Segment Start: Task material

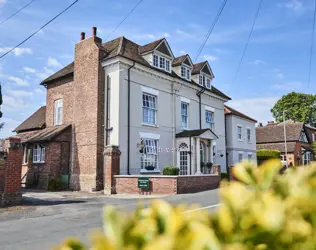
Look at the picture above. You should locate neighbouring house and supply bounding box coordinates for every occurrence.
[14,27,231,192]
[224,105,257,167]
[256,121,316,166]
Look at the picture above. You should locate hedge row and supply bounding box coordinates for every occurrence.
[257,149,281,160]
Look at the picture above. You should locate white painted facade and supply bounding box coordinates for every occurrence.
[225,114,257,167]
[102,50,229,175]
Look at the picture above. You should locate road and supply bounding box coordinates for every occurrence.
[0,189,220,250]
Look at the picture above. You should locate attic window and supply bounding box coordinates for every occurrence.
[199,74,211,88]
[152,54,171,73]
[181,66,191,81]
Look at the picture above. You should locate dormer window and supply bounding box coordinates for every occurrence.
[181,66,191,81]
[152,54,171,73]
[198,74,211,88]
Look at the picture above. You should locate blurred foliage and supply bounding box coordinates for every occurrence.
[54,160,316,250]
[257,149,281,160]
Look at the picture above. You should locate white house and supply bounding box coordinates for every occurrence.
[225,105,257,167]
[102,37,231,175]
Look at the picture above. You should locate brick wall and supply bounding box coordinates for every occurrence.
[177,175,220,194]
[46,76,74,127]
[114,175,220,195]
[0,137,23,206]
[71,29,105,192]
[115,176,177,195]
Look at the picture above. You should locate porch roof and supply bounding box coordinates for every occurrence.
[176,128,218,140]
[18,124,71,143]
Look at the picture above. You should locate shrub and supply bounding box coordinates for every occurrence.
[221,172,229,181]
[48,177,63,191]
[257,149,281,161]
[162,165,179,175]
[55,160,316,249]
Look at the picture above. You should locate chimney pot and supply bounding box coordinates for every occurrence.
[92,27,97,36]
[80,32,85,40]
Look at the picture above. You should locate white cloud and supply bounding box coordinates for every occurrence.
[7,89,33,98]
[272,68,285,79]
[2,95,26,112]
[0,0,7,7]
[35,88,45,94]
[0,118,22,139]
[47,57,62,68]
[22,67,36,73]
[0,47,32,56]
[176,29,194,38]
[7,76,29,86]
[249,59,266,65]
[214,48,231,54]
[179,50,187,55]
[163,32,170,38]
[227,97,279,124]
[278,0,303,11]
[272,81,303,91]
[203,55,218,62]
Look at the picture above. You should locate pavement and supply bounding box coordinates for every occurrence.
[0,189,220,250]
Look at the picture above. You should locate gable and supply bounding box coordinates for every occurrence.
[156,41,172,57]
[299,130,308,143]
[201,64,213,76]
[183,57,192,67]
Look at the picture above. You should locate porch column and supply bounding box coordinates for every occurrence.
[210,140,213,163]
[195,137,202,175]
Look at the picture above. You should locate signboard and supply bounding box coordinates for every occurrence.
[138,177,150,189]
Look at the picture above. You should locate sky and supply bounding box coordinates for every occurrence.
[0,0,316,138]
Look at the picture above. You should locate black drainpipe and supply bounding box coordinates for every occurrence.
[189,136,192,175]
[105,75,111,145]
[127,61,135,175]
[196,87,206,129]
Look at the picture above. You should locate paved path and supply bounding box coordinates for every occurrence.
[0,189,220,250]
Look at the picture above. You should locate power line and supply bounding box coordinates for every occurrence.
[194,0,228,62]
[0,0,79,59]
[105,0,145,41]
[232,0,263,85]
[308,0,316,88]
[0,0,37,27]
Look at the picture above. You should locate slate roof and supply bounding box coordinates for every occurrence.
[13,106,46,133]
[138,38,164,54]
[224,105,257,123]
[192,61,206,74]
[18,125,71,143]
[256,121,304,144]
[176,128,218,138]
[257,142,297,153]
[172,55,187,66]
[40,37,230,100]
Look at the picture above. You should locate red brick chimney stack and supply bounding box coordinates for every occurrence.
[92,27,97,37]
[80,32,85,41]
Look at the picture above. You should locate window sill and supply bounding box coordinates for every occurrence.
[140,169,161,174]
[142,123,159,128]
[33,161,45,164]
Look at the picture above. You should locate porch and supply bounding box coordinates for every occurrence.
[175,128,218,175]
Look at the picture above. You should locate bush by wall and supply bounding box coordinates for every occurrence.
[55,160,316,249]
[48,177,63,191]
[257,149,281,160]
[162,165,179,176]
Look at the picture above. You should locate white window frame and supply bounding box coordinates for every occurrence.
[152,53,171,73]
[205,110,214,131]
[237,125,242,141]
[141,138,159,171]
[180,65,191,81]
[142,93,157,125]
[181,102,189,129]
[206,77,211,88]
[247,128,251,142]
[238,152,243,162]
[33,144,45,163]
[23,146,28,164]
[54,99,63,126]
[198,74,211,87]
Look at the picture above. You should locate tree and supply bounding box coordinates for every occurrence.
[271,92,316,123]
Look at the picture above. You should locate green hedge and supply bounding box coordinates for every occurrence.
[257,149,281,160]
[162,165,179,175]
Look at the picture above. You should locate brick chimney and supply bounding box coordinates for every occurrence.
[72,27,105,191]
[80,32,85,40]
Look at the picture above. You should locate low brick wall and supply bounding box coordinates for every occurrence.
[114,174,220,195]
[0,192,22,207]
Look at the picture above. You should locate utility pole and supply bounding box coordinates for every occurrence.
[283,110,288,168]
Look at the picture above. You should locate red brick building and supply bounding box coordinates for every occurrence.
[256,121,316,166]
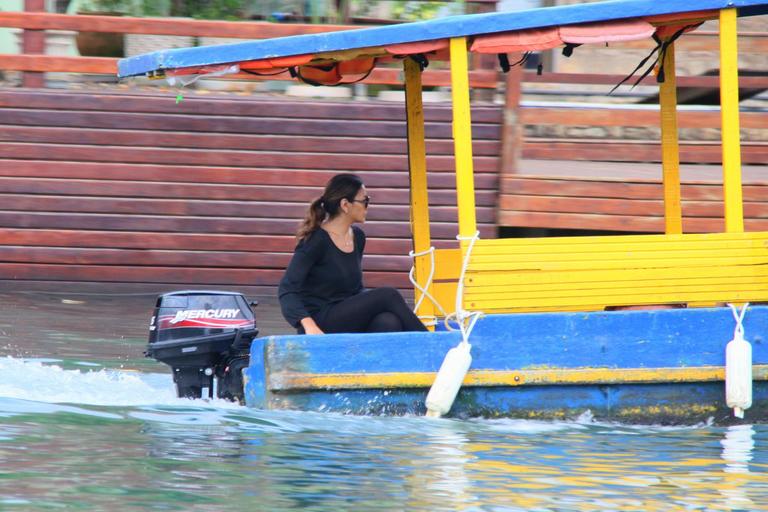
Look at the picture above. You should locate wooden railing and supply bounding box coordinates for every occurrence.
[5,10,768,90]
[0,10,502,88]
[4,7,768,178]
[2,6,768,293]
[0,87,504,294]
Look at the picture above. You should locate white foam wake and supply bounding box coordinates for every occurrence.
[0,356,203,407]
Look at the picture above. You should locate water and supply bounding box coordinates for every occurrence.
[1,293,767,511]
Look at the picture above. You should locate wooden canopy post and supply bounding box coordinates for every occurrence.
[22,0,46,88]
[449,37,478,240]
[499,61,523,175]
[404,57,434,324]
[719,8,745,233]
[659,42,682,234]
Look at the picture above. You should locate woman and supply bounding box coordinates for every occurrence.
[278,173,428,334]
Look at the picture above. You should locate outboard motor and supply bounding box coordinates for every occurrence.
[146,291,258,402]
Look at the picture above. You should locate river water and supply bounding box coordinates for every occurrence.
[1,292,766,511]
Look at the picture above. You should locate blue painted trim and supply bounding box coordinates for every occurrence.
[256,307,768,375]
[265,330,463,374]
[464,307,768,369]
[118,0,768,77]
[257,382,768,422]
[242,336,268,408]
[243,306,768,420]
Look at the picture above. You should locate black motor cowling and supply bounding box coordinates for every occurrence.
[146,291,258,402]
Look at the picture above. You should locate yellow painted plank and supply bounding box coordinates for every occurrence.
[404,57,433,324]
[471,232,768,249]
[449,36,477,240]
[479,303,728,313]
[269,366,768,391]
[470,234,768,255]
[465,279,768,302]
[477,304,620,313]
[432,281,458,316]
[468,257,768,274]
[471,248,768,264]
[465,262,768,287]
[473,244,768,259]
[466,291,766,308]
[433,248,462,280]
[719,7,745,233]
[464,265,768,293]
[468,255,768,272]
[464,276,768,300]
[467,253,768,275]
[467,288,768,311]
[453,231,768,314]
[465,274,768,297]
[471,247,768,260]
[659,42,682,234]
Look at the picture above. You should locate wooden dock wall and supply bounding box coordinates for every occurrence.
[0,88,501,295]
[1,87,767,295]
[502,105,768,234]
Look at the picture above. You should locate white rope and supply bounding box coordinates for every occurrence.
[443,231,483,344]
[408,246,447,326]
[728,302,750,338]
[407,231,484,340]
[166,64,240,88]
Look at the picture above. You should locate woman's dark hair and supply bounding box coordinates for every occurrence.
[297,173,364,241]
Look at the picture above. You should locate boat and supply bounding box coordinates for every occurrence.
[121,0,768,423]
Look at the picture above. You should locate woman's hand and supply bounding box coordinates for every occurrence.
[301,317,324,335]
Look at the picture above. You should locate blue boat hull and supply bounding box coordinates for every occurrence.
[243,307,768,423]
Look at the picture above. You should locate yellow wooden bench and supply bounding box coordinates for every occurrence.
[425,232,768,316]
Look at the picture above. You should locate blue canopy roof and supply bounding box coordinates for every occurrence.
[118,0,768,78]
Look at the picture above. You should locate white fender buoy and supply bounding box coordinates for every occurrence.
[425,341,472,418]
[425,231,481,418]
[725,304,752,419]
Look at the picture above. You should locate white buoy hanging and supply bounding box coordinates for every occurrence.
[425,340,473,417]
[725,303,752,419]
[425,232,482,418]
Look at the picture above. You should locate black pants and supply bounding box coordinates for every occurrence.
[318,287,428,334]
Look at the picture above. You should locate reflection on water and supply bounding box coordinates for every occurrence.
[720,424,757,510]
[0,358,766,511]
[722,424,755,473]
[0,291,767,511]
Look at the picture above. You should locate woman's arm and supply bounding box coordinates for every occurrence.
[354,226,366,291]
[278,236,322,328]
[300,316,324,335]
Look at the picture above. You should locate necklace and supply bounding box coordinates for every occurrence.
[325,227,353,247]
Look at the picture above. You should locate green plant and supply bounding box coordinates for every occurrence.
[137,0,171,16]
[75,0,251,19]
[75,0,140,14]
[147,0,249,19]
[391,1,463,21]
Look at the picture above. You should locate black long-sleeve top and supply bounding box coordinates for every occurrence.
[278,226,365,328]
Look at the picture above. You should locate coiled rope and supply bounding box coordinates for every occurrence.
[408,231,484,342]
[408,246,446,326]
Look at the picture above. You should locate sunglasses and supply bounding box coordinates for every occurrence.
[350,195,371,208]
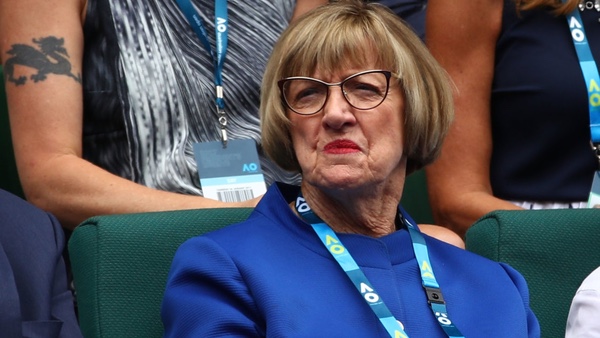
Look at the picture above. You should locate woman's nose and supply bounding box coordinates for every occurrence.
[321,86,357,129]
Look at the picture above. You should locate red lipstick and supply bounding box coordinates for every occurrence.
[323,139,360,154]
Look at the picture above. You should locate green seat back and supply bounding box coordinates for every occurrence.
[466,209,600,338]
[0,66,24,197]
[68,208,253,338]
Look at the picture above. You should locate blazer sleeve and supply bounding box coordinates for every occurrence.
[499,262,541,338]
[46,212,83,338]
[0,189,81,338]
[161,236,262,337]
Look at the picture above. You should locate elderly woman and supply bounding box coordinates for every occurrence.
[161,1,540,337]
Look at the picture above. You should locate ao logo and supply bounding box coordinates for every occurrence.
[217,17,227,33]
[565,17,600,107]
[591,80,600,107]
[360,283,380,303]
[295,196,311,213]
[569,16,585,42]
[242,162,258,172]
[436,312,453,326]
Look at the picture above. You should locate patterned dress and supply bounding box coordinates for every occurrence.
[81,0,300,196]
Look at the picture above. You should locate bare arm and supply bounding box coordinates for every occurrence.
[291,0,328,22]
[425,0,522,237]
[420,224,465,249]
[0,0,257,230]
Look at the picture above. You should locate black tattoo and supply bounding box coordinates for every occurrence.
[4,36,82,86]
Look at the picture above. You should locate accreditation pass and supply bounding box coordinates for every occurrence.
[194,139,267,202]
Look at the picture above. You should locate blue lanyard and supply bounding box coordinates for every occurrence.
[176,0,229,144]
[404,213,464,338]
[295,194,464,338]
[564,4,600,146]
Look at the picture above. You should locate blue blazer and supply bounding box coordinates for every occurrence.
[0,189,82,337]
[162,183,540,337]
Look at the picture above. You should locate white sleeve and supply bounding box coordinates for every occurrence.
[566,267,600,338]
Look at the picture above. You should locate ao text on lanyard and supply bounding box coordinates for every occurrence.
[564,3,600,158]
[177,0,229,145]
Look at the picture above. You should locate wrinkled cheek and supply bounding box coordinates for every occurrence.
[291,142,313,174]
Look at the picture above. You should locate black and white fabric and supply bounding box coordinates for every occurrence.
[81,0,300,195]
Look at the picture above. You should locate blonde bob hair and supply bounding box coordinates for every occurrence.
[260,0,454,175]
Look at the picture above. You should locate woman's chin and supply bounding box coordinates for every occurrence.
[306,170,369,192]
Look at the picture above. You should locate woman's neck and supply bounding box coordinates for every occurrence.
[298,181,403,237]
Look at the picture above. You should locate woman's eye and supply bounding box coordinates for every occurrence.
[355,83,380,93]
[346,81,383,96]
[292,85,327,107]
[296,87,321,99]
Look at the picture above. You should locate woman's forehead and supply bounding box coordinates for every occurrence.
[286,49,389,77]
[308,65,379,81]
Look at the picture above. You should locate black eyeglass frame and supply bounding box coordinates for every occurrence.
[277,69,393,116]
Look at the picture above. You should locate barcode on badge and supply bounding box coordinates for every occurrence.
[216,189,255,202]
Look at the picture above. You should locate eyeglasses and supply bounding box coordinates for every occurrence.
[278,70,392,115]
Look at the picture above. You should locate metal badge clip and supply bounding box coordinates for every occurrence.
[591,142,600,169]
[425,286,445,304]
[218,113,228,148]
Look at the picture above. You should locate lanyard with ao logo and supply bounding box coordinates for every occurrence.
[176,0,229,145]
[563,2,600,206]
[178,0,267,202]
[295,194,464,338]
[564,3,600,145]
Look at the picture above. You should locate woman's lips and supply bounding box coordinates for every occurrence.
[323,139,360,154]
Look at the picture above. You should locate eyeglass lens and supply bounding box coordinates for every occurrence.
[282,71,389,115]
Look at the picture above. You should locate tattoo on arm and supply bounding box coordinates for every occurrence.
[3,36,82,86]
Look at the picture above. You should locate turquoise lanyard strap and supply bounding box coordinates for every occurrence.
[176,0,229,144]
[404,214,464,338]
[295,194,464,338]
[563,3,600,150]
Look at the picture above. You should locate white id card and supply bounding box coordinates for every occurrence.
[194,139,267,202]
[587,171,600,208]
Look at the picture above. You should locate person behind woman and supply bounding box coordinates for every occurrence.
[425,0,599,237]
[0,189,82,338]
[0,0,326,230]
[376,0,427,39]
[566,266,600,337]
[161,1,539,336]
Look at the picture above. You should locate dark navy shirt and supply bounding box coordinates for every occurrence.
[374,0,427,39]
[490,1,599,202]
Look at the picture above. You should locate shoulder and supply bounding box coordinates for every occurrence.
[0,189,56,225]
[565,267,600,337]
[0,189,63,249]
[429,236,535,316]
[195,182,299,245]
[426,233,528,287]
[578,267,600,291]
[175,205,291,263]
[170,184,304,275]
[426,234,500,269]
[0,189,45,218]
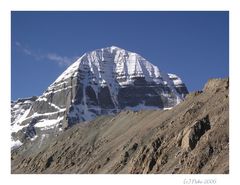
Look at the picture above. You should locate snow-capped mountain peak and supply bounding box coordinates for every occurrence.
[11,46,188,150]
[52,46,163,88]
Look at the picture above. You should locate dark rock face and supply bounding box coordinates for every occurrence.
[175,86,189,97]
[98,86,115,109]
[188,116,211,150]
[118,81,166,108]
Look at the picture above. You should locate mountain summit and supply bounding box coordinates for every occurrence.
[11,46,188,149]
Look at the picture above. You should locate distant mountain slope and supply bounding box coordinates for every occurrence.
[11,46,188,150]
[11,78,228,174]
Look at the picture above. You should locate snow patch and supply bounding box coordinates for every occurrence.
[11,123,27,134]
[36,96,47,102]
[35,117,63,129]
[44,86,72,96]
[48,102,62,111]
[16,108,31,124]
[19,109,65,124]
[11,139,23,150]
[30,135,38,141]
[11,108,30,134]
[168,73,183,86]
[163,107,173,110]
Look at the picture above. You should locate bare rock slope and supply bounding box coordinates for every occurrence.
[11,78,229,174]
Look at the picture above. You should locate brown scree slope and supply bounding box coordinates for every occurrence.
[11,78,229,174]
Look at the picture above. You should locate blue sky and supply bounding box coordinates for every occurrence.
[11,11,229,100]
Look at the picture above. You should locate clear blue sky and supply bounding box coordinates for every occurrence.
[11,11,229,100]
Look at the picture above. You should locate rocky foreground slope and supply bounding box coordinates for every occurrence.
[11,78,228,174]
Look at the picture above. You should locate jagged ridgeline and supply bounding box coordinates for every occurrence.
[11,46,188,150]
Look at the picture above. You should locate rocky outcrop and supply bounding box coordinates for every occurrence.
[180,115,211,150]
[11,78,228,174]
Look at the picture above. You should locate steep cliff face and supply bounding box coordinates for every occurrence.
[11,78,228,174]
[11,46,188,149]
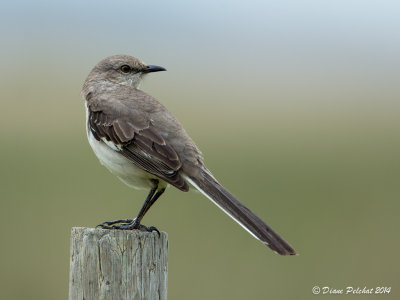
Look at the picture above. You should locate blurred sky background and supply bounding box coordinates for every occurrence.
[0,1,399,299]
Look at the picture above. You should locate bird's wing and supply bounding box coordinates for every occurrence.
[87,100,189,191]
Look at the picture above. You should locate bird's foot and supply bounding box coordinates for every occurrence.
[97,219,160,235]
[97,218,133,228]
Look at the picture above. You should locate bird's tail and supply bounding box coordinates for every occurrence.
[185,168,297,256]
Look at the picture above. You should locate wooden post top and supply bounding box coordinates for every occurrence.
[69,227,168,300]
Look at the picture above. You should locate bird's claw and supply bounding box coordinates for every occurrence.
[96,219,160,235]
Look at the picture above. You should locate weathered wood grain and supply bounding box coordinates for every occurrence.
[69,227,168,300]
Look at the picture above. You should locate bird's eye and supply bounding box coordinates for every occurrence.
[120,65,132,73]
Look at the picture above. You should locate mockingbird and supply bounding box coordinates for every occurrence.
[83,54,296,255]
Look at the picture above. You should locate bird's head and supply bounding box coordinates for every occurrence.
[88,54,166,88]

Segment End: Task material

Action item: Exactly the lines from the one containing "Look at the picture above. You should locate bird's eye" through the final line of the records above are needed, copied word for word.

Task result:
Look at the picture above. You should locate bird's eye and supply bounding box coordinates for every occurrence.
[120,65,132,73]
Look at the picture above. You should locate mockingbird and supply bounding box coordinates for every occurrence.
[83,54,296,255]
Look at the picture above. You should locate bird's head and supply bounding box coordinates for every occurrence.
[88,54,166,88]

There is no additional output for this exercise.